Quote the records that follow in full and exactly; leave out the pictures.
-- BEGIN Given entries --
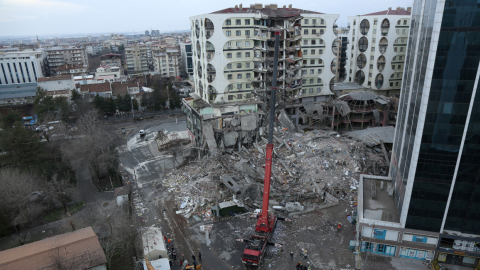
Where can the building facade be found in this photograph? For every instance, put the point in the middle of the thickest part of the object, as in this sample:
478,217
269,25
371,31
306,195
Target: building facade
378,43
19,73
187,58
434,172
168,63
59,56
136,59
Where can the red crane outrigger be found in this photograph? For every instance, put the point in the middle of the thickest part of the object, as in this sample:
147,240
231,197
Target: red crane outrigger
256,245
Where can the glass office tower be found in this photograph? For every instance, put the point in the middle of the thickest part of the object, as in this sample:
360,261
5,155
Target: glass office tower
436,153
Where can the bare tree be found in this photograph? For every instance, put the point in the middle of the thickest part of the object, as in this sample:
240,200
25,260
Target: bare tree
23,196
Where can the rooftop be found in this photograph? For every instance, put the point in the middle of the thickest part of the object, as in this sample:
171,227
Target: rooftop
268,10
80,248
55,78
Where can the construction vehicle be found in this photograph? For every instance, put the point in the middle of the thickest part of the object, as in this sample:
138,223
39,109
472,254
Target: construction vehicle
256,245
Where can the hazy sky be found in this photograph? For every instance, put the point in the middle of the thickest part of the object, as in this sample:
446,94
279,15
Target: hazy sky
52,17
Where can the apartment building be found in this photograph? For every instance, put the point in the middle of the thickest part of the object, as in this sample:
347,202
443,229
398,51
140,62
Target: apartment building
429,206
19,73
187,58
60,56
378,43
136,58
168,63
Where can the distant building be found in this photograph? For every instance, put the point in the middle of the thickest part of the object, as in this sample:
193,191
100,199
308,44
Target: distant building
19,73
136,59
187,60
59,56
79,249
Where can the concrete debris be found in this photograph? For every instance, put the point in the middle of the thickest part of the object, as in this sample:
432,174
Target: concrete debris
311,170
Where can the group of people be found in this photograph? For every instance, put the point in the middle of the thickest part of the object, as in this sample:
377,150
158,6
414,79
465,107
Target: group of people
181,260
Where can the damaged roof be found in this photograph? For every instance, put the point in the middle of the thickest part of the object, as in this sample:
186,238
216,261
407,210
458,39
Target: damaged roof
279,12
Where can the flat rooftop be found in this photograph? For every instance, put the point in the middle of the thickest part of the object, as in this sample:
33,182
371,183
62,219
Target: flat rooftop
382,206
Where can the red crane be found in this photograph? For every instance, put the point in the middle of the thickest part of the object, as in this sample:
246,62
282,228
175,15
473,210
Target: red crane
256,245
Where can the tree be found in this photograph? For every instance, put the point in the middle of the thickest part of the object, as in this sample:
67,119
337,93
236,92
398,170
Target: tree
21,146
22,196
11,118
135,104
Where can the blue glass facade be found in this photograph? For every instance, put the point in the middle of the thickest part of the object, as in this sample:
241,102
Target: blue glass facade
447,116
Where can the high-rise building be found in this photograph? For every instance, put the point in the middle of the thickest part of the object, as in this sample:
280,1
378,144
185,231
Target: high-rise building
187,58
434,180
378,42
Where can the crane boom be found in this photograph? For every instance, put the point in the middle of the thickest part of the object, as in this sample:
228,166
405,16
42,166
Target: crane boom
265,223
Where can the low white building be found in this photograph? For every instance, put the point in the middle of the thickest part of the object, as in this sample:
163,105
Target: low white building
56,83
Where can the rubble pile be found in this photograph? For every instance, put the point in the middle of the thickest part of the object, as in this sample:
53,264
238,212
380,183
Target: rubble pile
311,170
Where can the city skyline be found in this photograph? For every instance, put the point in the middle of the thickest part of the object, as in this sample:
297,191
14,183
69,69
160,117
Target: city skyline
36,17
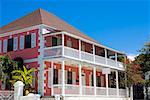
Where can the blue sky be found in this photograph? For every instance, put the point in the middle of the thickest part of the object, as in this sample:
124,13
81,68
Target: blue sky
120,24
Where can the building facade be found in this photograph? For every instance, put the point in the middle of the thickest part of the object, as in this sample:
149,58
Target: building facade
69,63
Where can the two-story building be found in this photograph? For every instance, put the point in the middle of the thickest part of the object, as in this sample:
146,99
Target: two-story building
70,64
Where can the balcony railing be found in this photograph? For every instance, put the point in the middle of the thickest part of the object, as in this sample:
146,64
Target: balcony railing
76,54
71,89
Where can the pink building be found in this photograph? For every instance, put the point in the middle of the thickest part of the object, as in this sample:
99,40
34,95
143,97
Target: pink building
69,63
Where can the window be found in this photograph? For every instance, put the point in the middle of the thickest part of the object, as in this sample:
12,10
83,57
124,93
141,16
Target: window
5,45
28,41
98,81
15,46
69,78
33,38
69,43
99,51
111,55
0,46
21,42
56,40
112,80
55,76
10,45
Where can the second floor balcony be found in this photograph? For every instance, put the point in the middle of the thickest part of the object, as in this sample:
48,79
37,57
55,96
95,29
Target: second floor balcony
61,44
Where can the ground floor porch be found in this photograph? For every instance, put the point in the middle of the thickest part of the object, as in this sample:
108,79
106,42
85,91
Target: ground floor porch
67,77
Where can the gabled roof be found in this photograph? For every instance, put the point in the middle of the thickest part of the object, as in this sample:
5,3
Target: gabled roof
42,17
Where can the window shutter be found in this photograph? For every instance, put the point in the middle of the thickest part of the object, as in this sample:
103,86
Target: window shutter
74,78
21,42
66,78
33,79
15,43
49,77
33,40
0,46
5,46
59,76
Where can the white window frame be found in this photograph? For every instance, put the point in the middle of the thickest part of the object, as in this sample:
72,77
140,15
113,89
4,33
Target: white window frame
15,42
21,45
0,46
33,40
5,45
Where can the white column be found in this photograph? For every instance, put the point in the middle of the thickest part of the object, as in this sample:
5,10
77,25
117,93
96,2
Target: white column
80,78
117,84
107,84
52,67
63,77
94,77
105,55
93,52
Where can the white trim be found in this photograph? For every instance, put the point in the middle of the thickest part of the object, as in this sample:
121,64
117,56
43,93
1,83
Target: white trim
91,42
94,77
19,31
31,60
117,84
106,76
80,78
63,76
52,90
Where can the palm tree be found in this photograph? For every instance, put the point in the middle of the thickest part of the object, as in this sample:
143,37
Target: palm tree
6,67
24,75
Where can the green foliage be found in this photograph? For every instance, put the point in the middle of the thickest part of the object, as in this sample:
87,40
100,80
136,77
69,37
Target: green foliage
6,67
24,75
143,59
133,74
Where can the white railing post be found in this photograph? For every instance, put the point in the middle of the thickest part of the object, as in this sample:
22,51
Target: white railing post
105,55
117,83
52,67
63,77
94,77
80,78
63,44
-- END Given entries --
▶ [Result of this exercise]:
Where can the building facade be found in this photograph? For every instance, put the point in the middle of the thickest part of the object, as in this sample:
478,217
269,25
371,31
306,195
Target: building facade
378,43
19,73
187,58
434,172
168,63
59,56
136,59
Where can the red crane outrigger be found in this photograph? For every instance, put the point in the middle of the thickest part of the object, as in this sample:
147,240
231,197
Target: red crane outrigger
256,245
Where can the glass office tower be found in this photograph? For every instance, put the point in the middle of the thickest part of the object, as in this sample:
360,261
5,155
Target: glass office tower
436,153
Where can the bare tree be found in this photograph? For every instance, put the point in the middle of the thickest part of the object, as in this sample:
240,200
25,260
Target: bare tree
23,196
Where can the rooftop be found in this photograph? For every instance, put the point in the middle of the thickest part of the object, as in this sample:
171,227
Target: rooftop
268,10
80,248
55,78
Where can the construction vehicle be found in this photograph? For every instance, put the point in the middle of the thickest part of the object, as in this sample:
138,223
39,109
472,254
Target: construction vehicle
256,245
Where can the hazy sky be found in this photograph? For every instance, put the point in the middle of the thickest part of the object, as in this sample:
446,94
279,15
Target: hazy sky
52,17
Where can the apartment building be found in this photograph? For every instance, put the point in the middle of the thickest part of the object, as in this sample:
347,202
443,229
398,51
140,62
Target: apartment building
429,206
19,73
187,58
60,56
378,43
136,58
168,63
Where can the distant building be found in this photograph? For every instance, put the point in the middle of the thickest part of the object, as in this sample:
193,191
100,199
308,44
Target: distant building
19,73
136,59
187,60
59,56
79,249
Where can the concrete debris be found in this photograph? For every instance, put the point in the middle of the thickest part of the object, as in this sample:
432,174
Target: concrete debris
311,170
Where can the group of people be found in this photograph? For every instance, put the point in the middle of the thickest part of the object, as in this sample:
377,150
158,6
414,79
465,107
Target: group of people
181,260
Where can the damaged roof be found in this photograph? For every instance, put the point in the middle of the thickest part of the object, as in this sample:
186,238
216,261
407,210
458,39
Target: damaged roof
279,12
Where can the flat rooftop be found in this photograph? For every instance, put the point in the middle of the thickest part of the object, as in this sample:
33,182
371,183
62,219
Target: flat rooftop
382,206
Where can the red crane be found in this photograph? For every instance, put the point in the middle of the thickest part of the object, as in this sample:
246,62
282,228
175,15
473,210
Target: red crane
256,245
Where can the tree be found in this photograph? For every instance, put the point in the middle of the thickest part of the object, as in this sample:
67,119
337,93
236,92
398,170
Target: tree
21,146
22,196
11,118
135,104
Where can the blue glass facade be found in this photograph? For every instance, put the point in the middle of the thickest part of the object, as in this sample:
241,102
Target: blue glass facade
447,116
Where can the high-rise building be found in this photograph? For every instance, put the point in the middle of the thickest part of the object, as in this sample:
280,1
378,144
185,231
Target: high-rise building
187,58
434,180
378,42
Where can the crane boom be found in this photograph? For every instance, put the point in the middle of the thickest part of the object, as in this sample:
228,166
405,16
42,166
Target: crane boom
265,223
Where can the low white building be found in this photograph? For every instance, put the point in the middle of the thickest part of the object, as in this sample:
163,105
Target: low white building
56,83
Where can the rubble pile be found in this photograph? For every instance, put the point in the middle of the thickest part of the object, as in this sample:
53,264
238,212
380,183
Target: rubble pile
311,170
Where can the city skyline be found in this photograph? For every instance, put the point in the middle of the thickest part of the object, as in this sample:
297,191
14,183
69,69
160,117
Target: city skyline
36,17
Where can the blue sky be found in this photograph? For every instance, put the point in the middle of the thickest part of the object, as in this sample:
124,13
81,68
Target: blue sky
120,24
Where can the building facade be found in this photograph? For every instance, put the point in the middle of the thickest part of the object, as in this sample:
149,58
Target: building facade
69,63
Where can the two-story building be found in this photograph? For every instance, put the point in the middle of the thickest part of the object, as in this sample:
146,99
Target: two-story building
70,64
Where can the balcony railing be found in this photograph? For every instance, put the point in the middle of the thickest part of the object, as in this sample:
146,64
Target: balcony railing
76,54
71,89
Where can the pink building be found in this photograph? For every instance, put the point in the middle of the thickest part of the object, as in this sample:
99,40
34,95
143,97
Target: pink building
69,63
Where can the window be found in this photograph? For every instance, put the point in the middle of the thickest part of the object, as in this sample:
12,10
83,57
124,93
141,16
Target: window
5,45
28,41
98,81
15,46
69,78
33,38
69,43
99,51
111,55
0,46
21,42
56,40
112,80
55,76
10,45
Where can the second floor balcony be found in this photograph? For every instance, put the point in the middle of the thickest part of the object, as in this sample:
48,79
37,57
55,96
95,29
Target: second floor balcony
61,44
Where can the ground floor porch be found in this photograph? For every instance, put the point in the middle of the thickest part of the object, as in this sample:
108,79
106,42
85,91
Target: ground floor porch
67,77
Where can the gabled roof be found in this photograph? For every instance, put the point in the middle of the thickest part of the object, as in this sample:
5,3
Target: gabled roof
42,17
Where can the window shutter be found in this photograph? For every instance, put the point in the middle of the thickest part of the object, as in this sample:
103,86
Target: window shutter
74,78
21,42
66,78
33,79
15,43
49,77
33,40
0,46
5,46
59,76
Where can the white window frame be found in this photograph? For every instance, put the point in the middle of the thickest part of the object, as in this sample:
72,77
140,15
113,89
4,33
Target: white window frame
15,42
21,45
0,46
33,40
5,45
Where can the white column be found in this photograph? For every instance, put the point in the middle of the thickest part of the object, as in this sample:
5,10
77,25
117,93
96,2
Target: white column
80,78
117,84
107,84
52,67
63,77
94,77
105,55
93,52
Where can the white trim be found in this photograph? For every instance, put the point in the middle of the thickest part of the object, as in this sample:
121,64
117,56
43,93
1,83
Target: white trim
91,42
94,77
19,31
31,60
117,84
106,76
80,78
63,76
52,90
Where can the palm tree be found in this photograph? For every instance, put the point in the middle of the thickest part of the object, as in this sample:
143,37
Target: palm tree
6,67
24,75
Where can the green foliage be found in this photograph? For every instance, put the point in the middle of the thickest part of the object, as in this sample:
87,40
100,80
136,77
69,37
Target: green foliage
6,67
24,75
143,59
133,74
Where can the white railing post be found in this photograph? For every instance, put the point in the middle of the thickest part of the object, as in this sample:
22,51
Target: white railing post
105,55
117,83
52,67
63,77
94,77
80,78
63,44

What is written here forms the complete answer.